(EXERCISE INSTRUCTIONS):
Rewrite all the entries below, requests included, shifting every coordinate in the answers up by 109 and leaving the coordinates in the requests' format samples unchanged. Omit the pictures.

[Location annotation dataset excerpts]
↓↓↓

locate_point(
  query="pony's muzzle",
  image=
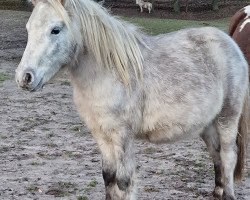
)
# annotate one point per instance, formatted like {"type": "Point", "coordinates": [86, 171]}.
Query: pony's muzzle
{"type": "Point", "coordinates": [25, 80]}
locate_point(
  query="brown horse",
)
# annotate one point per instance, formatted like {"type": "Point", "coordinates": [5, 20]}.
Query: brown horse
{"type": "Point", "coordinates": [239, 30]}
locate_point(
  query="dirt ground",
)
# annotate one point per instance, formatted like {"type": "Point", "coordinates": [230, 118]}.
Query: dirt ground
{"type": "Point", "coordinates": [197, 14]}
{"type": "Point", "coordinates": [47, 153]}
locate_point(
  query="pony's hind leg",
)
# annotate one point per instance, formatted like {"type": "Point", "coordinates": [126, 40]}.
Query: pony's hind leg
{"type": "Point", "coordinates": [118, 165]}
{"type": "Point", "coordinates": [228, 134]}
{"type": "Point", "coordinates": [211, 138]}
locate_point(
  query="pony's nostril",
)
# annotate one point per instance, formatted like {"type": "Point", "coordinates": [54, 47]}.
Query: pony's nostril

↑↑↑

(OUTPUT BELOW):
locate_point(
  query="pony's muzzle",
  image=
)
# annotate one point per instance, formatted like {"type": "Point", "coordinates": [86, 171]}.
Query: pony's muzzle
{"type": "Point", "coordinates": [134, 189]}
locate_point(
  query="brown horse",
)
# annotate one point per instance, formatted like {"type": "Point", "coordinates": [5, 20]}.
Query: brown horse
{"type": "Point", "coordinates": [348, 139]}
locate_point(
  query="dirt ground",
)
# annotate one point per instance, formatted like {"type": "Point", "coordinates": [230, 118]}.
Query: dirt ground
{"type": "Point", "coordinates": [306, 123]}
{"type": "Point", "coordinates": [156, 262]}
locate_point(
  query="pony's hind leg",
)
# annotate one point per instance, formatted like {"type": "Point", "coordinates": [126, 40]}.
Query: pony's hind leg
{"type": "Point", "coordinates": [227, 274]}
{"type": "Point", "coordinates": [337, 243]}
{"type": "Point", "coordinates": [320, 247]}
locate_point(
  query="pony's nostril",
)
# annotate one point per instance, formatted like {"type": "Point", "coordinates": [54, 47]}.
Query: pony's nostril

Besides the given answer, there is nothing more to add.